# GOAL OF THE EXERCISE
Print the stretch of the blog excerpt from "Theologically speaking, legalism" through "not be otherwise." word for word.
## Begin PROVIDED TEXT
Indeed. Check it out.

Nailed to the Wittenblog door

Jared Wilson has undertaken an interesting project/challenge on his blog The Gospel-Driven Church: he’s posting his own 95 theses for the American church, 19 at a time for five days. The first 19 went up this morning, headed “On the Discipleship of the Individual Christian,” with the rest to come over the course of this week. In doing this, Jared acknowledges a possible charge of arrogance, but I don’t think that really follows; the fact that he’s deliberately echoing Martin Luther doesn’t mean he’s comparing himself to Luther, after all, or that he expects his theses to have the same effect as Luther’s did. As far as I can tell, he’s simply doing what Luther intended to do when he took hammer and nail to the door of the Wittenburg cathedral: systematizing his challenge to the status quo so as to provoke discussion. Judging by the first 19, I’d say he has a good chance of accomplishing that. If you haven’t already spent some time considering his post, I’d suggest you do so, and keep checking back for the other 76 theses; and then I’d suggest we all spend some serious time in prayer for the church in this country, and for ourselves.

Grace and consequence

Theologically speaking, legalism and lawlessness are equal and opposite errors, equal and opposite deviations from the gospel of grace. Lawlessness says that our actions don’t matter (although almost no one applies that consistently); legalism says they’re all that matters. Grace says, “Yes, they matter, but you’re using the wrong ruler.”

The key is that our actions matter because we matter. Indeed, we matter enough to God that he was willing to pay an infinite price for our salvation; and so our actions matter greatly to him, both for their effect on others (who matter to him as much as we do) and for their effect on us. Our actions have eternal consequence because we are beings of eternal consequence; it could not be otherwise.
## End PROVIDED TEXT
## Begin EXCERPTED RECORDS
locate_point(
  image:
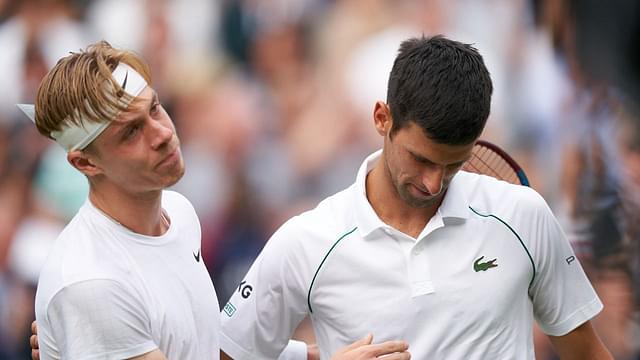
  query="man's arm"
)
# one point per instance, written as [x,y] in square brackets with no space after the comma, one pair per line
[582,343]
[363,349]
[153,355]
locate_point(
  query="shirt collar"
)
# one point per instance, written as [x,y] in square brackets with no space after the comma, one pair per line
[454,205]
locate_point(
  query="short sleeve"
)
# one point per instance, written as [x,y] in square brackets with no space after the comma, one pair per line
[98,319]
[563,298]
[267,306]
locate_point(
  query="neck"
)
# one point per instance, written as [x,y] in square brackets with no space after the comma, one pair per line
[390,207]
[138,212]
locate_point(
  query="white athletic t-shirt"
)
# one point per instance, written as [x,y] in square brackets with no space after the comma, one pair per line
[108,293]
[490,261]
## End EXCERPTED RECORDS
# WORKED ANSWER
Theologically speaking, legalism and lawlessness are equal and opposite errors, equal and opposite deviations from the gospel of grace. Lawlessness says that our actions don’t matter (although almost no one applies that consistently); legalism says they’re all that matters. Grace says, “Yes, they matter, but you’re using the wrong ruler.”

The key is that our actions matter because we matter. Indeed, we matter enough to God that he was willing to pay an infinite price for our salvation; and so our actions matter greatly to him, both for their effect on others (who matter to him as much as we do) and for their effect on us. Our actions have eternal consequence because we are beings of eternal consequence; it could not be otherwise.